Gênero: Experimental, Black Metal, Folk

Para quem gosta de: Papangu e Bríi

Ouça: Inpariquipê e Dundararaiê

8.0
8.0

Kaatayra: “Inpariquipê”

Ano: 2021

Selo: Independente

Gênero: Experimental, Black Metal, Folk

Para quem gosta de: Papangu e Bríi

Ouça: Inpariquipê e Dundararaiê

/ Por: Cleber Facchi 06/12/2021

A trilha bucólica apontada por Caio Lemos na imagem de capa de Toda História pela Frente (2020), último trabalho de estúdio do multi-instrumentista brasiliense como Kaatayra, está longe de chegar ao fim. Pouco mais de um ano após o lançamento do registro que revelou preciosidades como O Castigo Vem a Cavalo e Miséria da Sabedoria, o músico se reinventa por completo nas cinco composições que abastecem o experimental Inpariquipê (2021, Independente), obra que preserva a essência exploratória do material entregue há poucos meses, mas que utiliza de uma abordagem essencialmente ritualística e hipnótica.

Síntese desse resultado fica bastante evidente na introdutória Tiquindê. Assim como em Toda História Pela Frente, Lemos parte de uma base acústica, mas não menos detalhista. São movimentos espiralados que se completam pela percussão sempre destacada e crescente, como um complemento direto ao minimalismo dos arranjos que se engrandecem pelo canto de pássaros, sintetizadores e sobreposições que evocam o caráter transcendental das composições de Steve Reich. É como a passagem para um mundo mágico e misterioso, marca de boa parte das criações do artista que também se apresenta como Bríi e Vauruvã.

É dentro desse mesmo território criativo, porém, partindo de uma interpretação ainda mais intensa e detalhista que Lemos revela ao público a própria faixa-título do disco. Inaugurada pela constrastaste sobreposição entre a base de sintetizadores e a bateria furiosa do instrumentista, a canção rapidamente se espalha em um labirinto de formas pouco usuais e entalhes percussivos que manipulam a interpretação do ouvinte. Pouco mais de dez minutos em que somos convidados a mergulhar em um ambiente de formas inexatas, vozes e quebras que potencializam tudo aquilo que o músico havia testado anteriormente.

Passada a turbulência de Inpariquipê, Lemos transporta o ouvinte para um cenário completamente novo com a chegada de Ãráiãsaiê. Regida pelo uso da percussão tribal e vozes cíclicas, como um mantra, a faixa de essência delirante mais uma vez reflete a capacidade do artista em lidar com a construção de músicas sempre labirínticas e imprevisíveis. São sintetizadores, ruídos e atravessamentos rítmicos que encolhem e crescem a todo instante. Fragmentos instrumentais que se espalham em meio a estruturas disformes, muitas vezes contrastantes, porém, estranhamente conectadas pelo compositor brasiliense.

MATERIAL FORNECIDO
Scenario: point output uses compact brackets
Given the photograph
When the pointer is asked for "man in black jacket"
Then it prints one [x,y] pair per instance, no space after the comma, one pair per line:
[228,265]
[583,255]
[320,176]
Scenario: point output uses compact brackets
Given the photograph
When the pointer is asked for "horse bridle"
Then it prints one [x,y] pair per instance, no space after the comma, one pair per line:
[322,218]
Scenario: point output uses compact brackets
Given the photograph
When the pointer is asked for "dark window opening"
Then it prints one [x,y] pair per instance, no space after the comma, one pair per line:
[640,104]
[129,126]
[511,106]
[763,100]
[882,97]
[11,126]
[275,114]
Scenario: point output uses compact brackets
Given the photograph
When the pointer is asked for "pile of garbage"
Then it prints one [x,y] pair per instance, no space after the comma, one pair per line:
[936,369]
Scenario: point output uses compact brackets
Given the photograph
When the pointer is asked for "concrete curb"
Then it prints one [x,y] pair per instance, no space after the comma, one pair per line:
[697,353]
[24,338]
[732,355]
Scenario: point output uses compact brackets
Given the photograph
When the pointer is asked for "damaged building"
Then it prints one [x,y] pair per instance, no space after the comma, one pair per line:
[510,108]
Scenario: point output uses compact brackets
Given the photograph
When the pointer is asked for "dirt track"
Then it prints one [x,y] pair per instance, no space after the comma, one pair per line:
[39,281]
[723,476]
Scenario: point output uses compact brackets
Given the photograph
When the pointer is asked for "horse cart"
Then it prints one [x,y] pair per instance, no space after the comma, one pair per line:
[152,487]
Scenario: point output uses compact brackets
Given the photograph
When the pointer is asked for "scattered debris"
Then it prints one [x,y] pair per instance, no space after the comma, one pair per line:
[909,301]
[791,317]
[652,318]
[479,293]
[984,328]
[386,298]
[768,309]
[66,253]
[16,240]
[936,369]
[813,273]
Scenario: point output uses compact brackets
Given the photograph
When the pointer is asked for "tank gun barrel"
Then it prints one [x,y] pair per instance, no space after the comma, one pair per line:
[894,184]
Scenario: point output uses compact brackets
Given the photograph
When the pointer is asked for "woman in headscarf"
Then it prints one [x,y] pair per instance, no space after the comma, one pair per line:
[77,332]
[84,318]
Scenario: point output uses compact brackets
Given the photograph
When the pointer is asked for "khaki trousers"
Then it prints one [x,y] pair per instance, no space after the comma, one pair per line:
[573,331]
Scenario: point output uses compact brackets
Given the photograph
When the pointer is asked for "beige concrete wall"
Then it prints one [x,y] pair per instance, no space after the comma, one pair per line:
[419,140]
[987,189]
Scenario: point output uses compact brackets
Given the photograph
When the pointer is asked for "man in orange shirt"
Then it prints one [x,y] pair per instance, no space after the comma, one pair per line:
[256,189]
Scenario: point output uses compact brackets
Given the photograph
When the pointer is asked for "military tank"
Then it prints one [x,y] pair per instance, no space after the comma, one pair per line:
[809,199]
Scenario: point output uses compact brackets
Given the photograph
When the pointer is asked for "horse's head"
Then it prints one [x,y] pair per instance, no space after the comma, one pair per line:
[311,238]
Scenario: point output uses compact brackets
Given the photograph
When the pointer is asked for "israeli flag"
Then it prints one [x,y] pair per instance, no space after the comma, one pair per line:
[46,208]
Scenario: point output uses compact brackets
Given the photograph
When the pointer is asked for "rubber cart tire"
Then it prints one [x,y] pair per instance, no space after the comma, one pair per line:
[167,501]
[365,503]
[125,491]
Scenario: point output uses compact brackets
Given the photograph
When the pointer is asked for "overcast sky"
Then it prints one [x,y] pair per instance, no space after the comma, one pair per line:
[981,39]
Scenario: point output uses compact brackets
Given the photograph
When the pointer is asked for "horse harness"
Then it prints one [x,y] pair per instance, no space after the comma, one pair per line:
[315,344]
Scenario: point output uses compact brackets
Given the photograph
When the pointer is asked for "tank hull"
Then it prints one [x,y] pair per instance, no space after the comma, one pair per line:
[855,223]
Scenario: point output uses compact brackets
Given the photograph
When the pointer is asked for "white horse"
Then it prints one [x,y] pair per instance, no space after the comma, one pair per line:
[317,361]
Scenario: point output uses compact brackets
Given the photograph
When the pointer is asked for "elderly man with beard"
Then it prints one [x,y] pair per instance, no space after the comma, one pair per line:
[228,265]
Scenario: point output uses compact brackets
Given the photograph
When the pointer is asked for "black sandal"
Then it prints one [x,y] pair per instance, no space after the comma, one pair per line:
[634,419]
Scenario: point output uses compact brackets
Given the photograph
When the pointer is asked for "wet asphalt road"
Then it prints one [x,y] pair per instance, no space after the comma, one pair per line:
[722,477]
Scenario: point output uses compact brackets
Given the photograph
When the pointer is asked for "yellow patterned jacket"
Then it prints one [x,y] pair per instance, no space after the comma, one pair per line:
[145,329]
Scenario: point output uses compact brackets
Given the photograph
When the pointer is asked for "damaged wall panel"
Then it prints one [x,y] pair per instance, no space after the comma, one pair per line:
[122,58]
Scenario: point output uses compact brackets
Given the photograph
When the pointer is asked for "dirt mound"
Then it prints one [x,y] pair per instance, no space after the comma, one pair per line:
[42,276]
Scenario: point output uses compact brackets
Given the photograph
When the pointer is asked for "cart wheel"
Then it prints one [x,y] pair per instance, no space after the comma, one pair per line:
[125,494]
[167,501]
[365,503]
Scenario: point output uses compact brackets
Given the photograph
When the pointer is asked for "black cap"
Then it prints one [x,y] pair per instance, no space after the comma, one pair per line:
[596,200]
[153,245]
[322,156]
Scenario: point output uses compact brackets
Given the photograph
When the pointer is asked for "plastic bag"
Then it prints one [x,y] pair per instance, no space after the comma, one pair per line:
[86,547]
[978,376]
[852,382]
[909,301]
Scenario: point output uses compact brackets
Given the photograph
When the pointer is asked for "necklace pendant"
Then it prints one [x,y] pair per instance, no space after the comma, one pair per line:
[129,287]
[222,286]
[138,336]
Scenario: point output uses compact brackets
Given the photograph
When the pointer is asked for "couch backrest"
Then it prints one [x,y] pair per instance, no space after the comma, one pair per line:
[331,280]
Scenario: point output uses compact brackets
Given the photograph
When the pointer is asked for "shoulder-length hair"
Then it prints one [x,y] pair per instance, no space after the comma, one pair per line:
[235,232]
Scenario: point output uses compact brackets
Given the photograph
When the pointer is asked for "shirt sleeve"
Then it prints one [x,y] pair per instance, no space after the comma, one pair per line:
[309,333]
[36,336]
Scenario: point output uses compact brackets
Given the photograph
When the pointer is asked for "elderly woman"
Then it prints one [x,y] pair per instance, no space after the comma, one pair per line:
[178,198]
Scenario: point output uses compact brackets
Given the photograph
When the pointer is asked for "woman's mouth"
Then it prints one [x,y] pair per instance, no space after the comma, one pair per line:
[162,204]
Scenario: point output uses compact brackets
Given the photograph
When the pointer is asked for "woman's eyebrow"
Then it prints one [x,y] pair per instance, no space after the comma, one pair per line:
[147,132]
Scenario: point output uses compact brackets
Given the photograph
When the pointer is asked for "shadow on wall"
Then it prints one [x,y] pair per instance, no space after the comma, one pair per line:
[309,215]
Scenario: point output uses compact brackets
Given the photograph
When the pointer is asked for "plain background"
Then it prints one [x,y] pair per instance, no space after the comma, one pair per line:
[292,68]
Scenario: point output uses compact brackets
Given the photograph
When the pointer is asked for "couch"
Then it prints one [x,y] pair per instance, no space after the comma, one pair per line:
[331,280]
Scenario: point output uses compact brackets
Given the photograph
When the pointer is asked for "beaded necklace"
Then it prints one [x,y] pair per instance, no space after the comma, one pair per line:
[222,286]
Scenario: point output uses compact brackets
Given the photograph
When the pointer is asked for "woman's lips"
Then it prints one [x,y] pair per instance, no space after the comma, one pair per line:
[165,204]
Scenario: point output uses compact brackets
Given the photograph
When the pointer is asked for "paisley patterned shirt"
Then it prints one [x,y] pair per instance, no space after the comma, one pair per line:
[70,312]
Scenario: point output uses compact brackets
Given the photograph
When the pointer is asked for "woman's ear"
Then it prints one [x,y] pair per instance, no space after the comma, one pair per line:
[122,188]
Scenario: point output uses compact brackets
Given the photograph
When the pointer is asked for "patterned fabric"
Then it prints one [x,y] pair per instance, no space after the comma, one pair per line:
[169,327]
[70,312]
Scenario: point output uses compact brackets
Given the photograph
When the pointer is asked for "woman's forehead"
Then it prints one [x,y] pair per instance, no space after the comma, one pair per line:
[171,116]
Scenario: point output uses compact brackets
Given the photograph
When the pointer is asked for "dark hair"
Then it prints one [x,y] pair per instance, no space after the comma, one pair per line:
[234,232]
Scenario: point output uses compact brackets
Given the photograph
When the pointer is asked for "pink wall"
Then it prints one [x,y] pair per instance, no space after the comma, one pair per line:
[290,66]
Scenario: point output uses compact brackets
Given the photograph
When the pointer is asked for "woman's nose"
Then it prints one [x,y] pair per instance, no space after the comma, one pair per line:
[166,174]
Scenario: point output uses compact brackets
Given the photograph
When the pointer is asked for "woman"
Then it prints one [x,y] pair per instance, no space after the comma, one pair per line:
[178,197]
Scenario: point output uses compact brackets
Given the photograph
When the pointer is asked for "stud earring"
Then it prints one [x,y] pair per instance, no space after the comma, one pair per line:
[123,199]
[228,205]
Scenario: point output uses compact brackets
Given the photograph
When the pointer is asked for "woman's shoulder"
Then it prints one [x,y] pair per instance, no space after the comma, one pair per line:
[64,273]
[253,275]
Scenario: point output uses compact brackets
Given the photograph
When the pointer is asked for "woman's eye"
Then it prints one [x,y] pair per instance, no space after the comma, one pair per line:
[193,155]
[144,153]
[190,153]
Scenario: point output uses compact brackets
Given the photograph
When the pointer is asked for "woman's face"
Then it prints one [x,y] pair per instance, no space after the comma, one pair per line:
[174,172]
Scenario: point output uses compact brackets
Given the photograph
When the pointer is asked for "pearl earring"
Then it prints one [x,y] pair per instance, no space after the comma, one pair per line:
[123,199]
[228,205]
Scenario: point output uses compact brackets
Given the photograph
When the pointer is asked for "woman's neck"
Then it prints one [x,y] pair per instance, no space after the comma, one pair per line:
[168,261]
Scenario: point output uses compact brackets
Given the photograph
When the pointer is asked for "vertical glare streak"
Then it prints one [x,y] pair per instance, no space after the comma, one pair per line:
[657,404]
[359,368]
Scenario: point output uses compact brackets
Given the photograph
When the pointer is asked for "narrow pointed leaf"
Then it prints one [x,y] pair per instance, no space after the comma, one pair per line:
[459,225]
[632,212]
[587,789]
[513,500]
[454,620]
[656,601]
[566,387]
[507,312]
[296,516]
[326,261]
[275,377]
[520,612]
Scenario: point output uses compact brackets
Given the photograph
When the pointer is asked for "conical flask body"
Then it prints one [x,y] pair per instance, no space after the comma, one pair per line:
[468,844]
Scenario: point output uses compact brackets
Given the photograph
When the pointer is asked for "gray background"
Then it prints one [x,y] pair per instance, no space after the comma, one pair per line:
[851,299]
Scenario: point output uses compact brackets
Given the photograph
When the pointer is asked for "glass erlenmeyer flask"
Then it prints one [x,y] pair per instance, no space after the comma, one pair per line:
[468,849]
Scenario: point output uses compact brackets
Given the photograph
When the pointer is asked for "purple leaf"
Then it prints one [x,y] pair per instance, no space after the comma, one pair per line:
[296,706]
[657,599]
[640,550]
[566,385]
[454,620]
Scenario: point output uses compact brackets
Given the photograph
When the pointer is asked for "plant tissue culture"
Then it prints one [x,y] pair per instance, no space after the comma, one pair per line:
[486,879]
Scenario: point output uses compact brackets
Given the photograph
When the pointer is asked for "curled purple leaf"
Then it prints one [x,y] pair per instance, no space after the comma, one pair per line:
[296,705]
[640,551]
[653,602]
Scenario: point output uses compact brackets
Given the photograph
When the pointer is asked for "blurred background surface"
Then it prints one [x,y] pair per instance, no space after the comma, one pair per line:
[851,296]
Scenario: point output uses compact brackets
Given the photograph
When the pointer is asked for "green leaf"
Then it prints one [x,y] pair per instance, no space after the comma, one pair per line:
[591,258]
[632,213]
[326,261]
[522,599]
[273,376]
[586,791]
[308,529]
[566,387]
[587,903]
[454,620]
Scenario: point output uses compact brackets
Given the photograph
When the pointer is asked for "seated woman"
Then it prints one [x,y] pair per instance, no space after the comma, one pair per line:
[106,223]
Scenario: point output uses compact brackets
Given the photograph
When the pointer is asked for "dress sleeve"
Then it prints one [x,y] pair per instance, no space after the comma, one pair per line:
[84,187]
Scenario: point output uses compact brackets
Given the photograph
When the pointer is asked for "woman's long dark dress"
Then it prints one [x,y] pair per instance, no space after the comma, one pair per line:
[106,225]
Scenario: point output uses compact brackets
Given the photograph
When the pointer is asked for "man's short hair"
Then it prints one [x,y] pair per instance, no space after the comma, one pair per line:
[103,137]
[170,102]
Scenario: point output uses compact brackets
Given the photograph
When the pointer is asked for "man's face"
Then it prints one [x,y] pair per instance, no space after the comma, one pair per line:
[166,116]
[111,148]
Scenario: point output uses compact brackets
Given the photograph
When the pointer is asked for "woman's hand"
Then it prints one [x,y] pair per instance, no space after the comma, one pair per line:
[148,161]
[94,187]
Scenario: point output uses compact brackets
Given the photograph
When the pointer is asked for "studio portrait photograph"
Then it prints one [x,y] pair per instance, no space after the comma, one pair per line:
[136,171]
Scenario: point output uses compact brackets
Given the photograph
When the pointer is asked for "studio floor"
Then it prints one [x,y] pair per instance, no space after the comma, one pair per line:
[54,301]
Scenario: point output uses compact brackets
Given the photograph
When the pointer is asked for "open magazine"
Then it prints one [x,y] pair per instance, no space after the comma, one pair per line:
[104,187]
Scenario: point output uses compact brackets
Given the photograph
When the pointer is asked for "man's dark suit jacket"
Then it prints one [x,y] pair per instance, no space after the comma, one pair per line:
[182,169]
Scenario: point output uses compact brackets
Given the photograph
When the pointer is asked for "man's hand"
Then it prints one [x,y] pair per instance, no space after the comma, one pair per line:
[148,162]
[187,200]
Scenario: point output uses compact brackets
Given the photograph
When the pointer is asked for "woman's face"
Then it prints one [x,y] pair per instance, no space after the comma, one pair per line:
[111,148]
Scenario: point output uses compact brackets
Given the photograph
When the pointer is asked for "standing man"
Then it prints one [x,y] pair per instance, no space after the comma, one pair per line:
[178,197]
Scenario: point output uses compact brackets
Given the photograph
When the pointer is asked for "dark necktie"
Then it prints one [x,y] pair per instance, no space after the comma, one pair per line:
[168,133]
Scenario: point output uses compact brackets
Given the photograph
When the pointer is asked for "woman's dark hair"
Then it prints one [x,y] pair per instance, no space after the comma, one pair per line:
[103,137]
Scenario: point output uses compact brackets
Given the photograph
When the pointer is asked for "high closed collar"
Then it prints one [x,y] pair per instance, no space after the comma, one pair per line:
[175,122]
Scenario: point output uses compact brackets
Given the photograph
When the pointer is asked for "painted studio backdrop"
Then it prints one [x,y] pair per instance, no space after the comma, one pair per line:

O QUE SE PEDE
A. Responda, com base na resenha do disco Inpariquipê, em uma linha para cada item:
(i) Por qual selo o disco foi lançado?
(ii) Quantas composições o disco reúne?
(iii) Que tipo de percussão rege a faixa Ãráiãsaiê?
B. Sintetize a resenha do disco Inpariquipê em duas frases.

SOLUÇÕES EM ORDEM
A.
(i) Independente.
(ii) Cinco.
(iii) Percussão tribal.

B. Em Inpariquipê (2021, Independente), Caio Lemos, multi-instrumentista brasiliense que atua como Kaatayra, se reinventa em cinco composições que preservam a essência exploratória de Toda História pela Frente (2020), mas adotam uma abordagem ritualística e hipnótica. A obra passa pela introdutória Tiquindê, de base acústica, pela intensa faixa-título, de pouco mais de dez minutos, e por Ãráiãsaiê, regida por percussão tribal e vozes cíclicas, que reflete a capacidade do artista de construir músicas labirínticas e imprevisíveis.